■ **Problem description**
Where a line of the material contains the string "stove", copy that line.

Material for this task below:

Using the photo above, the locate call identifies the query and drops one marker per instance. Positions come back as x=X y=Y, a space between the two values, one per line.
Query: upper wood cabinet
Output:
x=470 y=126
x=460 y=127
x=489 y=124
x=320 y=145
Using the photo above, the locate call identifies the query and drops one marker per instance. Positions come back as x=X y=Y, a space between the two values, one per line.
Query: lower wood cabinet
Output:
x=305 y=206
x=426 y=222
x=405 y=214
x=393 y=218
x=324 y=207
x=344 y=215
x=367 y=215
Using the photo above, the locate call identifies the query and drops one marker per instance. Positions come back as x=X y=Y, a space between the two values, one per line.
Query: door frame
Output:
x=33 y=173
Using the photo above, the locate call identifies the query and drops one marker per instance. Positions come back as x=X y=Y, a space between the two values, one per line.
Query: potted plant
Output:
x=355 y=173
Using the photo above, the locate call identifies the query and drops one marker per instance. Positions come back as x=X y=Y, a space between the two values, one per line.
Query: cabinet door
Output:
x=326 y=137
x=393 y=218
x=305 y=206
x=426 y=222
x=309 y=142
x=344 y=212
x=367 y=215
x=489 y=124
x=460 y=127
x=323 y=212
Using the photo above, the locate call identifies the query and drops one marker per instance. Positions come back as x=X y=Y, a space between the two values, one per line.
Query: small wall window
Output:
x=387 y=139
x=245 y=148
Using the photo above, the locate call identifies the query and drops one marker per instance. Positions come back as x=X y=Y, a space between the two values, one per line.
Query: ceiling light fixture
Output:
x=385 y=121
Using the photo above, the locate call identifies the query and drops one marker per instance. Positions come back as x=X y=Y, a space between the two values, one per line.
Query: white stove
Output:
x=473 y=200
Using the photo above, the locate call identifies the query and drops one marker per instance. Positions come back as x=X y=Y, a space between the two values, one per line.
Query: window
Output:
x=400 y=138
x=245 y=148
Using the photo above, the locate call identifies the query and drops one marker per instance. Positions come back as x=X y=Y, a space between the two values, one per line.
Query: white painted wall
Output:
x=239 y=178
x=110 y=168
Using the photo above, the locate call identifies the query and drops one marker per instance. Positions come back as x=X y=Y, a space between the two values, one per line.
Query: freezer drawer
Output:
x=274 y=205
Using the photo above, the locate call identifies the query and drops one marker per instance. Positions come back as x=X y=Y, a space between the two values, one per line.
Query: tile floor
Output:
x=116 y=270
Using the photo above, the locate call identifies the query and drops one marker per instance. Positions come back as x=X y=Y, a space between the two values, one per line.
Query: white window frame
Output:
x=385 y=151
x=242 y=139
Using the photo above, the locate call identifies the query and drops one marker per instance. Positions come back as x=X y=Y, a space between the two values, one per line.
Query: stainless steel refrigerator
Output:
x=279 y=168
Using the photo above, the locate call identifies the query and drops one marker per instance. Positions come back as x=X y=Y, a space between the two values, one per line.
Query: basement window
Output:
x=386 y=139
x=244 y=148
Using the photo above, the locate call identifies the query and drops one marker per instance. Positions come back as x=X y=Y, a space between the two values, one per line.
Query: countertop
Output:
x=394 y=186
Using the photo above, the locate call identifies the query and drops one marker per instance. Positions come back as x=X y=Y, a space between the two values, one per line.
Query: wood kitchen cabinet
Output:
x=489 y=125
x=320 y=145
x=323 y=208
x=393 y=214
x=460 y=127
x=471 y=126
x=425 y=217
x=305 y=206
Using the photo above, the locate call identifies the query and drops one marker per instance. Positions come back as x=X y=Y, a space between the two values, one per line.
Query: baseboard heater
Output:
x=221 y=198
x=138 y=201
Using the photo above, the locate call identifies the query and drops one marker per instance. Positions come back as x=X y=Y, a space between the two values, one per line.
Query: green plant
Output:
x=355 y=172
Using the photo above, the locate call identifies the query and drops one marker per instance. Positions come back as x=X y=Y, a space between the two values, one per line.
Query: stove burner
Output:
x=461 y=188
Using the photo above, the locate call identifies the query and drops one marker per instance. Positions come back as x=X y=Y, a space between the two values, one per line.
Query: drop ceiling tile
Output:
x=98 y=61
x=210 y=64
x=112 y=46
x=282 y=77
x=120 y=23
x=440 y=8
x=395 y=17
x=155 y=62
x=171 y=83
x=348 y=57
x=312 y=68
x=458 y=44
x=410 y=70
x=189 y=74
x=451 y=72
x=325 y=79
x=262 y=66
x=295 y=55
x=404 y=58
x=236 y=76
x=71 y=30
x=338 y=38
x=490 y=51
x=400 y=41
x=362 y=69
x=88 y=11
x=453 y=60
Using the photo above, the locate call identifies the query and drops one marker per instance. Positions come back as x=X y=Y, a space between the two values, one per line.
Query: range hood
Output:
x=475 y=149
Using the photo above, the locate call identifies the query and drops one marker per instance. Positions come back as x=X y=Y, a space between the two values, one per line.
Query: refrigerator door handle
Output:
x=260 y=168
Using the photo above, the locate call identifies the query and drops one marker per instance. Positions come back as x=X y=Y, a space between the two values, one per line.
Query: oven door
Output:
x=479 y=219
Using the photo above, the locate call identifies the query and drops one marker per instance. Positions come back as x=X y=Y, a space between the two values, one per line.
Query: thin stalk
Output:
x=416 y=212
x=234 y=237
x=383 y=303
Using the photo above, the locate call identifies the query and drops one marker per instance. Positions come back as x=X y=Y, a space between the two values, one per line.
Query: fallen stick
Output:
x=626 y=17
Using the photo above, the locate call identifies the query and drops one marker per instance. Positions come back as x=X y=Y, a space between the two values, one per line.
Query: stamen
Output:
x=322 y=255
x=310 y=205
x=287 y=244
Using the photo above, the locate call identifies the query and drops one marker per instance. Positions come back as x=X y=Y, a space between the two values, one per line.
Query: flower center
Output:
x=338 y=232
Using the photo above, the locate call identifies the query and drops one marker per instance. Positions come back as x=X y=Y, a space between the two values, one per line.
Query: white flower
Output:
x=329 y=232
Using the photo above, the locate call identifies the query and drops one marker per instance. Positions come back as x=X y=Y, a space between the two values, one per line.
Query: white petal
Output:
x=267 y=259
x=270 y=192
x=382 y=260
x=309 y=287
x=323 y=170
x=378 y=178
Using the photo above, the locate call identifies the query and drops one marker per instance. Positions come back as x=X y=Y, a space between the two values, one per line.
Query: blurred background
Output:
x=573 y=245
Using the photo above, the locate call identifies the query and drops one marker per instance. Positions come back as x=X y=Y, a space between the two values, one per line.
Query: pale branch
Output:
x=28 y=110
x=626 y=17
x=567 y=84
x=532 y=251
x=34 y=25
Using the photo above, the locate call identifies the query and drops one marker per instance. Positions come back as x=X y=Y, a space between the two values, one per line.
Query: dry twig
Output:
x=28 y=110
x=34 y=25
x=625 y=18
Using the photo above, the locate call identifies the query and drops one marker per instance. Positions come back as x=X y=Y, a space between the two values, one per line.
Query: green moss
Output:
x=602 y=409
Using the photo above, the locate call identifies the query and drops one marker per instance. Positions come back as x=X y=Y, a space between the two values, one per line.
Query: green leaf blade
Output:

End of Material for this task.

■ **Final answer**
Query: white stove
Query: stove burner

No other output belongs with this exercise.